* GOAL: Output every line of the entries from the line containing "for: golden scepter" through the last, exactly, with no other content.

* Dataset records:
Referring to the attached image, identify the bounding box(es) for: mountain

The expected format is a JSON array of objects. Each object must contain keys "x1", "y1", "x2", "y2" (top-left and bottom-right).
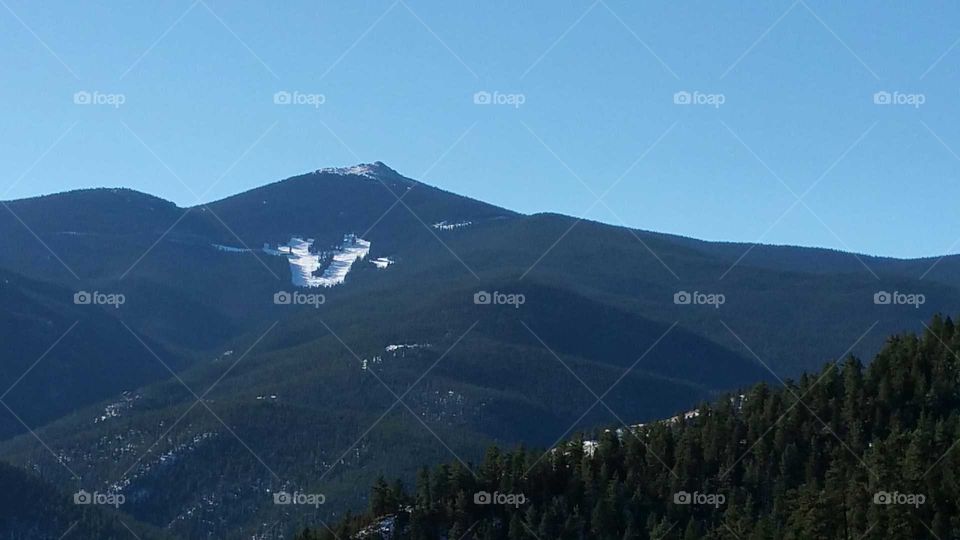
[
  {"x1": 0, "y1": 163, "x2": 960, "y2": 538},
  {"x1": 0, "y1": 463, "x2": 170, "y2": 540},
  {"x1": 0, "y1": 270, "x2": 188, "y2": 438},
  {"x1": 304, "y1": 318, "x2": 960, "y2": 540}
]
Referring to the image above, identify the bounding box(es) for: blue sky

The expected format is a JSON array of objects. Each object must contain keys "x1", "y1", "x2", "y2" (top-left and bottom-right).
[{"x1": 0, "y1": 0, "x2": 960, "y2": 257}]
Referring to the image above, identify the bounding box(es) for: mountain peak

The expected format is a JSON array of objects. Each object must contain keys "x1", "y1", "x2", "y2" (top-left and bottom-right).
[{"x1": 316, "y1": 161, "x2": 398, "y2": 180}]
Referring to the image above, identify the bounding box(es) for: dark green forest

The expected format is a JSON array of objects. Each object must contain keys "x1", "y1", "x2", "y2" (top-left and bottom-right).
[{"x1": 304, "y1": 317, "x2": 960, "y2": 540}]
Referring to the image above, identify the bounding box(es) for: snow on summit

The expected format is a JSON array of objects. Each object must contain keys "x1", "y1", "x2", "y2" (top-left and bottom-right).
[
  {"x1": 263, "y1": 234, "x2": 370, "y2": 287},
  {"x1": 317, "y1": 161, "x2": 390, "y2": 180}
]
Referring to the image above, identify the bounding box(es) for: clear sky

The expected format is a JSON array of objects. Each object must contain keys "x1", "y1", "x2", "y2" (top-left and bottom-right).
[{"x1": 0, "y1": 0, "x2": 960, "y2": 257}]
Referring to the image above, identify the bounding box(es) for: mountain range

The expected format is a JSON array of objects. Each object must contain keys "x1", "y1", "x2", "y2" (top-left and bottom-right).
[{"x1": 0, "y1": 162, "x2": 960, "y2": 538}]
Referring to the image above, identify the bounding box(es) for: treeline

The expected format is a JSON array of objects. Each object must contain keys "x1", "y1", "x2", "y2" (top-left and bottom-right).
[{"x1": 297, "y1": 317, "x2": 960, "y2": 540}]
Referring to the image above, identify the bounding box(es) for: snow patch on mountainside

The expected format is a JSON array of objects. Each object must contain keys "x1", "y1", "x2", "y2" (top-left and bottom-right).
[
  {"x1": 433, "y1": 221, "x2": 473, "y2": 231},
  {"x1": 263, "y1": 234, "x2": 370, "y2": 287},
  {"x1": 210, "y1": 244, "x2": 252, "y2": 253},
  {"x1": 317, "y1": 163, "x2": 383, "y2": 180},
  {"x1": 370, "y1": 257, "x2": 394, "y2": 270}
]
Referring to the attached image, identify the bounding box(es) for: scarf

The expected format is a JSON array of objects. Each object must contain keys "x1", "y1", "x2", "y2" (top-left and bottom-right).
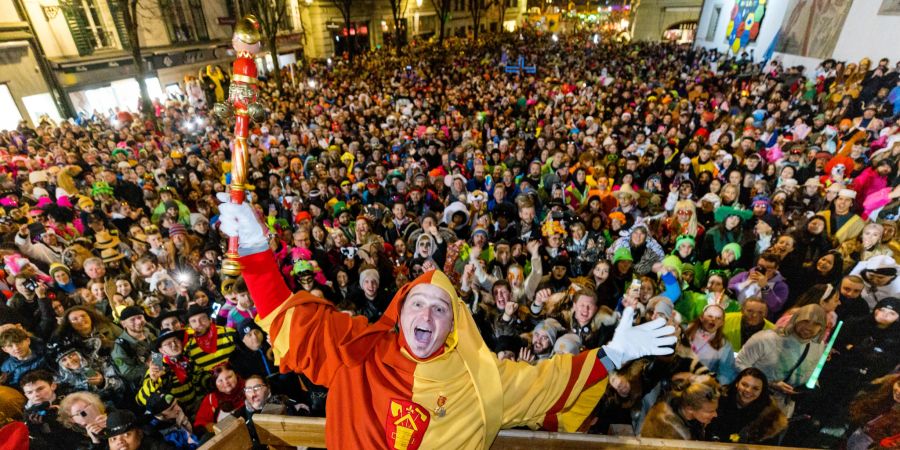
[
  {"x1": 163, "y1": 355, "x2": 189, "y2": 384},
  {"x1": 194, "y1": 325, "x2": 219, "y2": 354},
  {"x1": 213, "y1": 373, "x2": 244, "y2": 412}
]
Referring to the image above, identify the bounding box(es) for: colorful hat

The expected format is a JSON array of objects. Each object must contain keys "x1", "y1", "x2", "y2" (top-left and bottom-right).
[{"x1": 715, "y1": 206, "x2": 753, "y2": 223}]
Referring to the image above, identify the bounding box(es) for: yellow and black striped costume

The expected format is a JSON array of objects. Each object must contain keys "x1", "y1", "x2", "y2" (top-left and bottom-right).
[
  {"x1": 184, "y1": 325, "x2": 237, "y2": 372},
  {"x1": 135, "y1": 370, "x2": 209, "y2": 411}
]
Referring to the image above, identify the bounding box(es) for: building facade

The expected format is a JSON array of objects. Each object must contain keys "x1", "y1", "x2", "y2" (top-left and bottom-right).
[
  {"x1": 0, "y1": 0, "x2": 527, "y2": 129},
  {"x1": 632, "y1": 0, "x2": 703, "y2": 43},
  {"x1": 299, "y1": 0, "x2": 527, "y2": 58},
  {"x1": 0, "y1": 0, "x2": 303, "y2": 129}
]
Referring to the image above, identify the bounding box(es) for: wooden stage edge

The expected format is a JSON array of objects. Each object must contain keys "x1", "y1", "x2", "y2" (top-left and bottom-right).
[{"x1": 200, "y1": 414, "x2": 808, "y2": 450}]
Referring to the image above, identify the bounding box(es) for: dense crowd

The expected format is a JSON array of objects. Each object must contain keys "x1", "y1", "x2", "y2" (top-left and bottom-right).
[{"x1": 0, "y1": 31, "x2": 900, "y2": 449}]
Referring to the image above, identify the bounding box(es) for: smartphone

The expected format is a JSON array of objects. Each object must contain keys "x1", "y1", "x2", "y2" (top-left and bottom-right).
[{"x1": 79, "y1": 405, "x2": 100, "y2": 423}]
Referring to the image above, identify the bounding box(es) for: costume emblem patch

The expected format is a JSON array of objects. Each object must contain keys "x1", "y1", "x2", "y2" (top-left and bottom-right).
[{"x1": 384, "y1": 399, "x2": 431, "y2": 450}]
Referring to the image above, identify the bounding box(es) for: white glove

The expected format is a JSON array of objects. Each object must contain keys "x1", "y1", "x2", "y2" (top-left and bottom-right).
[
  {"x1": 603, "y1": 307, "x2": 675, "y2": 368},
  {"x1": 216, "y1": 192, "x2": 269, "y2": 254}
]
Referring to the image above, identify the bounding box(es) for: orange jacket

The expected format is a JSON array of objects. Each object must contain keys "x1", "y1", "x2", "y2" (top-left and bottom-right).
[{"x1": 241, "y1": 251, "x2": 608, "y2": 450}]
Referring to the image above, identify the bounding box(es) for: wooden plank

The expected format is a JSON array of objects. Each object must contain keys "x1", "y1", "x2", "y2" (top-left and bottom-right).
[
  {"x1": 491, "y1": 430, "x2": 799, "y2": 450},
  {"x1": 253, "y1": 414, "x2": 325, "y2": 448},
  {"x1": 253, "y1": 414, "x2": 812, "y2": 450},
  {"x1": 200, "y1": 418, "x2": 253, "y2": 450}
]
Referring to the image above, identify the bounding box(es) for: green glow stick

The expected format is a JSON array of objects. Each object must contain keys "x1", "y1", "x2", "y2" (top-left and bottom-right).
[{"x1": 806, "y1": 320, "x2": 844, "y2": 389}]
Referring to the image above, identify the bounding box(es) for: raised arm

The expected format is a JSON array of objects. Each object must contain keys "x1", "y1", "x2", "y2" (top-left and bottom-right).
[
  {"x1": 498, "y1": 308, "x2": 675, "y2": 432},
  {"x1": 219, "y1": 194, "x2": 368, "y2": 387}
]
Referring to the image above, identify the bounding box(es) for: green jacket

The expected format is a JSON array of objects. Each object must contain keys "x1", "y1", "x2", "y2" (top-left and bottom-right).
[
  {"x1": 675, "y1": 291, "x2": 741, "y2": 323},
  {"x1": 722, "y1": 312, "x2": 775, "y2": 352}
]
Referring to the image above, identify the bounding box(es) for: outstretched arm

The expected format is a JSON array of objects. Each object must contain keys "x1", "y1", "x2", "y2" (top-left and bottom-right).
[{"x1": 498, "y1": 308, "x2": 675, "y2": 432}]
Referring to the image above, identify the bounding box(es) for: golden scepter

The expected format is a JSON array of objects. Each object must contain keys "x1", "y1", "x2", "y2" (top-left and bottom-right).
[{"x1": 213, "y1": 14, "x2": 266, "y2": 276}]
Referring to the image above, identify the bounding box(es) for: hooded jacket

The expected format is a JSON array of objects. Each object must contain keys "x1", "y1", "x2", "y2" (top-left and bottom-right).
[{"x1": 240, "y1": 251, "x2": 611, "y2": 450}]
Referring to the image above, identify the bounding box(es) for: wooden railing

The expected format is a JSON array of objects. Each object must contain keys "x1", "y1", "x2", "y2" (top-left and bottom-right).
[{"x1": 200, "y1": 414, "x2": 812, "y2": 450}]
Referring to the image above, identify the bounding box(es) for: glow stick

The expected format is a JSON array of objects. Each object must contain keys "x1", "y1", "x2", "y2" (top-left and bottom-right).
[{"x1": 806, "y1": 320, "x2": 844, "y2": 389}]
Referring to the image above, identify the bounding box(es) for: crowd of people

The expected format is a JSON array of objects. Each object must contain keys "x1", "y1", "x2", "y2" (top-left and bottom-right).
[{"x1": 0, "y1": 26, "x2": 900, "y2": 450}]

* ANSWER IN FULL:
Referring to the image above, identify the bounding box(es) for: golden scepter

The expected format is a JSON array of objects. Each object must contain keys "x1", "y1", "x2", "y2" (top-left and bottom-right).
[{"x1": 213, "y1": 14, "x2": 266, "y2": 276}]
Referring to the image above, identify the bounding box(es) for: hooded jacket

The expected format is a JSON array of objects. Each object must contain keys "x1", "y1", "x2", "y2" (top-left and bottom-right).
[{"x1": 240, "y1": 251, "x2": 611, "y2": 450}]
Referring to the image above, identify the bounding box(es) for: wooden railing

The expected format is a JSON array of objects. Each object must contain keys "x1", "y1", "x2", "y2" (top-left and bottom-right).
[{"x1": 200, "y1": 414, "x2": 812, "y2": 450}]
Referring to the image above, identify the bounding box(es) for: glow stick

The expected format is a JSON array of objects. Each object must contain keys "x1", "y1", "x2", "y2" (top-left and bottom-right).
[{"x1": 806, "y1": 320, "x2": 844, "y2": 389}]
Referring to the image above, identify the bounding box(es) for: crowd of people

The expected format is a JSON array of objects. Each object must contain keys "x1", "y1", "x2", "y2" (top-left and bottom-right).
[{"x1": 0, "y1": 26, "x2": 900, "y2": 450}]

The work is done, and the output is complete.